(Entries for locating named things)
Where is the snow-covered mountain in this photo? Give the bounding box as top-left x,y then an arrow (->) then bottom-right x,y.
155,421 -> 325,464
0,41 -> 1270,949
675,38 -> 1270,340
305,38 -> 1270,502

* WHAT YOU WILL DO
Copy every one of the lines above word for word, without changing any character.

* FINAL RESULT
Where is the snow-covered mountain in this photo? Give the bounding box as top-left x,y then an arrow (->) then bottom-right x,y.
155,421 -> 325,464
0,41 -> 1270,949
675,38 -> 1270,340
305,38 -> 1270,502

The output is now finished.